Travelling in Iran during Ramadan

Posted on 2019-05-29

We were unsure about what to expect when cycling in Iran during Ramadan. Iran being an "Islamic Republic", fasting during Ramadan is mandated by law. However, there are a number of exceptions, the most important one for us being that travellers are exempted. We had heard that restaurants in hotels and along freeways would therefore be open for travellers, but we did not know how it would be like elsewhere, or if we would be able to buy any food during daylight hours. But in the end, Ramadan barely affected us at all. We had the impression that many, if not most, people didn't fast, but cooked their regular meals at home or secretly snacked at work. Using the travellers' exemption, we saw many people having roadside picnics, often offering to share food or drink with us. Not only are supermarkets and grocery shops open all day, shop owners also sometimes offered us tea. Out of politeness, we tried not to eat and drink on the road when others could see us, but once, when we hid behind some trees and bushes, a passing driver saw our parked bicycles, found us, and shared a honeydew melon with us. Of our hosts during Ramadan, only one was fasting, while some others claimed different exemptions, such as being pregnant, sick, too young, too old, or vegetarian (this last one is not really legally valid though :P), or just didn't care. We also strongly doubt that most of our previous hosts are fasting, especially the self-proclaimed atheists or the ones who offered us homemade beer and wine. There was even some confusion about the start of Ramadan. Ramadan is a month of the Arabic lunar calendar and as such starts with the new moon. Astronomically, in 2019, this would have been the 6th of May, and in most Islamic countries, this is also the legal start date. But in Iran, several astronomers are sent out into all corners of the country, and at least one of them has to see the new crescent, in order for Ramadan to begin. It seems that this year, they didn't see the crescent on 6th of May, so Ramadan was postponed for a day. We were in Mehriz on this date, and while our hosts seemed to be aware of this, the shops were not, which resulted in some confusion, and the inability to buy a birthday cake during the day. In any case, the only effect Ramadan had on us was that we didn't eat out anymore (restaurants open too late for us - the sun sets around 8pm these days) and that it was difficult to find a hidden place to eat ice cream before it melted.

Having lunch in a drainage tunnel under the road, usually the only place to hide from the scorching desert sun, with the added advantage of hiding from people as well

Having lunch in a drainage tunnel under the road, usually the only place to hide from the scorching desert sun, with the added advantage of hiding from people as well

From Safashahr, we continued on to Shiraz, passing by several of the famous ancient cities of Iran on the way. Our first stop was Pasargad, where, next to a small, modern village, there are the ruins of one of the ancient capitals of Persia. Pasargad was founded as the capital of the Achaemenid Empire, also called the First Persian Empire, in the 6th century BC, before it was moved to Persepolis several decades later. Only a few ruins remain on the large archaeological site, among them the tomb of Cyrus the Great, a very successful Persian king who is revered as a hero by Iranians to this day. After visiting the site, we camped nearby next to a dry riverbed, and on the next day we continued on to the city of Marvdasht, close to the most famous of all the ancient Persian cities, Persepolis. Unfortunately, in Marvdasht, we were hosted by another "do-as-I-say" host, who insisted on going with us to all the historic sights and taking us to his village despite his unfavourable schedule. With too much uncertainty and non-negotiability of his plans, instead of staying two nights as planned, we left after the first night and continued on our own.

-- DATA LINES --
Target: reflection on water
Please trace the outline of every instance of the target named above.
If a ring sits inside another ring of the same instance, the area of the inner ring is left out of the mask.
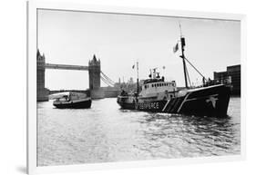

-- GIVEN TASK A --
According to the Ramadan cycling post, in which town were the travelers when the start of Ramadan was postponed by a day?
-- GIVEN TASK B --
Please carry the Ramadan cycling post forward from its final sentence, keeping the same first-person voice.

-- REPLY A --
Mehriz

-- REPLY B --
Tomb of Cyrus the Great in Pasargad, built around 540-530 BC. Cyrus the Great was the founder of the Achaemenid Empire, the first Persian Empire, and Pasargad was its capital city under his rule.

Tomb of Cyrus the Great in Pasargad, built around 540-530 BC. Cyrus the Great was the founder of the Achaemenid Empire, the first Persian Empire, and Pasargad was its capital city under his rule.

Persepolis is much more spectacular to visit than Pasargad. Founded a few decades after Pasargad, Persepolis was another capital of the Achaemenid Empire, but it appears to have been built more for ceremonial use than as a centre of administration. A number of grand palaces were built on top of a huge artificial terrace, and this was where the king would receive his officers and delegates from subject nations of the empire, as represented in the stairway reliefs. They would bring gifts, which were then kept in a huge treasury palace. Persepolis was plundered and destroyed by the army of Alexander the Great after he conquered the Persian Empire in 330 BC, and some of the ruins still bear traces of having been destroyed by fire. While the lower city has almost completely disappeared, a high density of impressive ruins can still be seen on the terrace.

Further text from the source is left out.